[Records excerpted from a collection]
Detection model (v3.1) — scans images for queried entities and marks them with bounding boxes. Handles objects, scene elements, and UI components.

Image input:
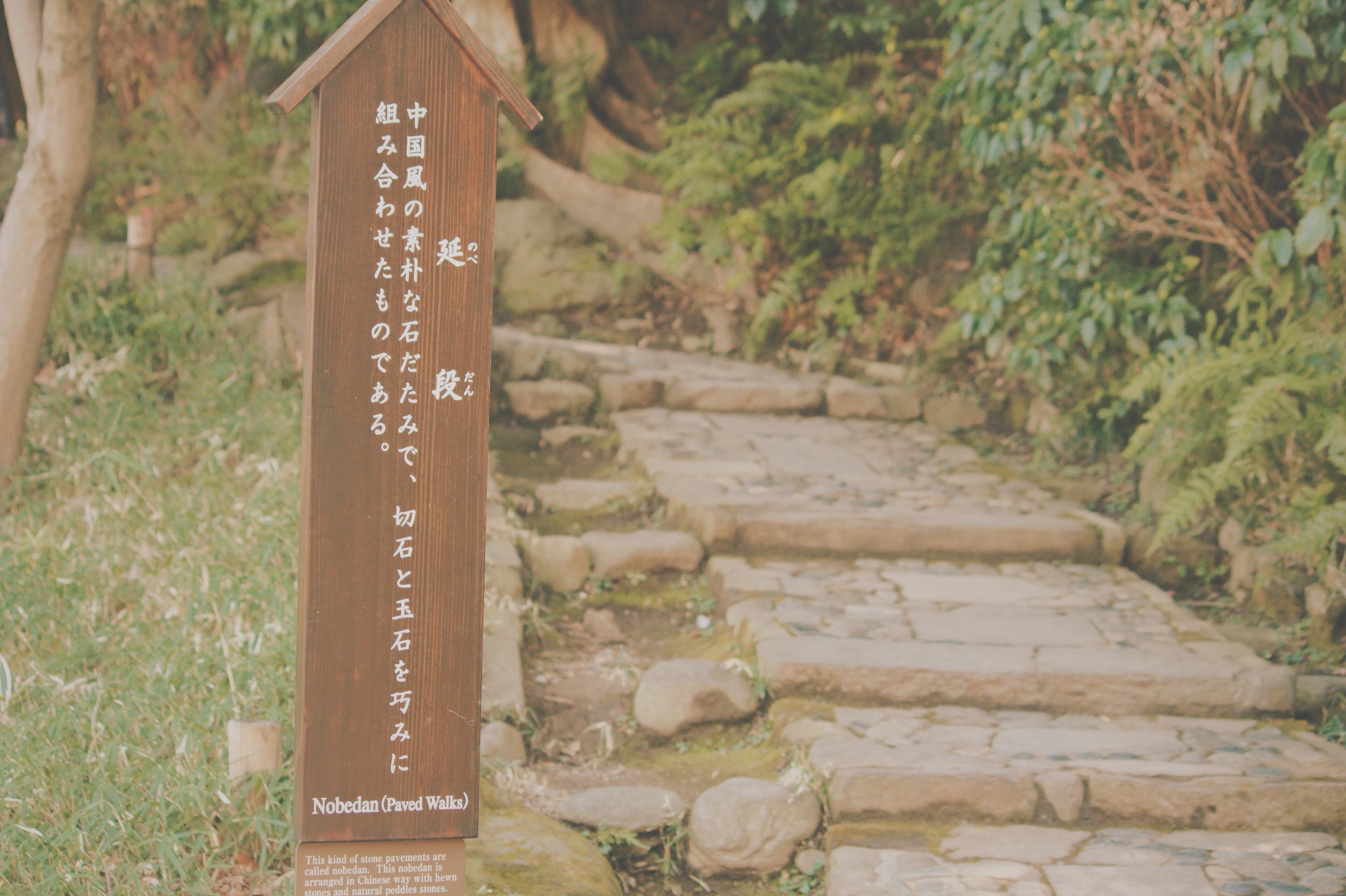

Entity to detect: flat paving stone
[491,327,824,413]
[707,556,1294,716]
[782,706,1346,829]
[826,826,1346,896]
[612,408,1125,562]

*WHAT YOU ARE ASKED TO DO*. Could you output the data above as a two-column CSV with the headers "entity" and "boxes", with one row per request, putting the text and its answer each in a single quoted field and turning line breaks into spaces? Leave the pictures out.

*COMPLETE RESPONSE*.
entity,boxes
"Detection model (v3.1) — scans images for queried entities and marks them with bounding boxes. Handles objects, scene elements, and UI components. Image input: Entity to detect: flat paving stone","[491,327,824,413] [707,556,1294,716] [782,706,1346,829] [826,826,1346,896] [612,408,1125,562]"